(TO BE DONE)
Copy exactly, and only, the lines from the line containing "# point at: scooter exhaust" through the last line of the records below, both included.

------ RECORDS FOR THIS TASK ------

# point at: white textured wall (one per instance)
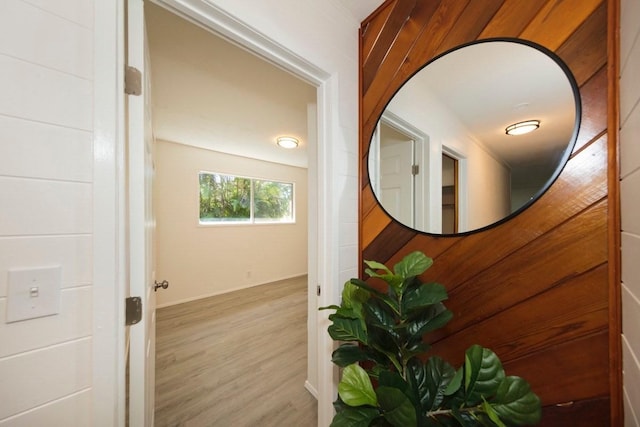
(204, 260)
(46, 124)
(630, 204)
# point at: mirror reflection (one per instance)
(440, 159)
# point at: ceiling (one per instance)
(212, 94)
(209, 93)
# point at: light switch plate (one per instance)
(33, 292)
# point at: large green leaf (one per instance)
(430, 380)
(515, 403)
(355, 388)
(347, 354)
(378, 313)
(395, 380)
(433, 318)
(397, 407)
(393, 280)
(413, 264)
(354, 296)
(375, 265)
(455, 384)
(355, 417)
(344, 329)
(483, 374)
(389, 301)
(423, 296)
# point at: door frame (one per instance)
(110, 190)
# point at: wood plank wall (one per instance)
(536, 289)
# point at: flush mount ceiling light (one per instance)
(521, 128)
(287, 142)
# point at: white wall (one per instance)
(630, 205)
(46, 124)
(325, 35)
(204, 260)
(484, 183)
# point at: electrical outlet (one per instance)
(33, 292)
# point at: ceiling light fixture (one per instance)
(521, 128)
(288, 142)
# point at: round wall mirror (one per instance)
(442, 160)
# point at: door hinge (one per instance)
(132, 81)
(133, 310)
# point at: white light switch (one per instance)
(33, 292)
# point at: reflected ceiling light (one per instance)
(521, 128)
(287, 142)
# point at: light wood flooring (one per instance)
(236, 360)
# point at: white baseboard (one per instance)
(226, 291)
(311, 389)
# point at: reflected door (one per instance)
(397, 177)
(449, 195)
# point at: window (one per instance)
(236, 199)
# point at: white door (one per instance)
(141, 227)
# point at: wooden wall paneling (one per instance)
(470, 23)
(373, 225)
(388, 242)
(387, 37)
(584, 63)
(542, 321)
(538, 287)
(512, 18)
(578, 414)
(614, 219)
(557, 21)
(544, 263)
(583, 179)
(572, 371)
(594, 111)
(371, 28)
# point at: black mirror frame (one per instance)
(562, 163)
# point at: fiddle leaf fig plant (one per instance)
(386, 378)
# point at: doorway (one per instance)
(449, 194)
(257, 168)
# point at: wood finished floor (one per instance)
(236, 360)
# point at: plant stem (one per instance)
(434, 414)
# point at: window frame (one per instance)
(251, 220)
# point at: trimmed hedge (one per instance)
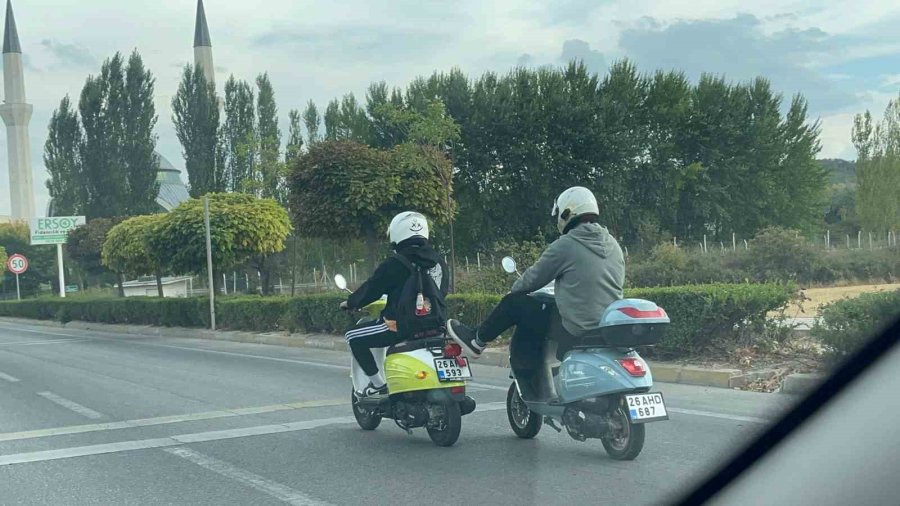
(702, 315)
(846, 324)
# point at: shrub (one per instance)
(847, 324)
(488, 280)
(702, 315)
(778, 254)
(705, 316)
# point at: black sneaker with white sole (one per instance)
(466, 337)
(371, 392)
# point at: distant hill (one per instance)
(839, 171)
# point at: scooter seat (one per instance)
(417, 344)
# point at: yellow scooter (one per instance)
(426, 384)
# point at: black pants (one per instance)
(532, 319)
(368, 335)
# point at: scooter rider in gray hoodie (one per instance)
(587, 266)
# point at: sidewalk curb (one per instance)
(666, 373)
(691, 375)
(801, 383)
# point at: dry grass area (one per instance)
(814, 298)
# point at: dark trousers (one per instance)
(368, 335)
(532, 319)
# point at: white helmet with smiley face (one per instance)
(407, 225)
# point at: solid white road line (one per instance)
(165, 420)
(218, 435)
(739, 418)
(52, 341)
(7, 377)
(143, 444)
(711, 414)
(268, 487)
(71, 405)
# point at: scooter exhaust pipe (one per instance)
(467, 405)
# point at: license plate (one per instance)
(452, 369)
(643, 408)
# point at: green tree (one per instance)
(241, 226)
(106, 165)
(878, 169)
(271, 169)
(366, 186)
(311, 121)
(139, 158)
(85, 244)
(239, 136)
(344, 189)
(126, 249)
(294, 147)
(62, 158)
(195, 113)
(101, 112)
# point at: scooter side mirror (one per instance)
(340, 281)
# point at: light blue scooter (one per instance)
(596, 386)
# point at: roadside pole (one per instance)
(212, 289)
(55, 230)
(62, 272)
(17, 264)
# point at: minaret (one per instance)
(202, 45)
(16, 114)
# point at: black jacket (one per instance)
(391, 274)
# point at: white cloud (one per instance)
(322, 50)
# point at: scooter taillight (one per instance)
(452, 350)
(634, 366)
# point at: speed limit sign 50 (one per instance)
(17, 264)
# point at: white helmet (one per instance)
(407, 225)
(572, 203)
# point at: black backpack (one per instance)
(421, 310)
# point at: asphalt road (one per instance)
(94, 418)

------

(FINISHED ANSWER)
# point at: scooter exhaust pipe (one per instance)
(467, 405)
# point at: license plate (one per instance)
(452, 369)
(643, 408)
# point at: green tree (one per instance)
(241, 226)
(106, 165)
(878, 169)
(271, 169)
(366, 186)
(311, 121)
(139, 158)
(85, 244)
(239, 136)
(344, 189)
(126, 249)
(294, 147)
(62, 158)
(195, 113)
(101, 112)
# point at: scooter side mirror (one per instance)
(340, 281)
# point at: light blue scooter (one per instance)
(596, 386)
# point at: roadside pole (one per instance)
(212, 289)
(55, 230)
(62, 272)
(17, 264)
# point at: minaret (one per instance)
(202, 45)
(16, 114)
# point at: black jacket (one per instance)
(391, 274)
# point at: white cloud (one per instance)
(322, 50)
# point at: scooter taillight (one per instance)
(452, 350)
(634, 366)
# point at: speed limit sign 50 (one per instance)
(17, 264)
# point at: white helmet (one per instance)
(407, 225)
(572, 203)
# point at: black backpack (one per instance)
(421, 310)
# point at: asphalt road (one per instance)
(94, 418)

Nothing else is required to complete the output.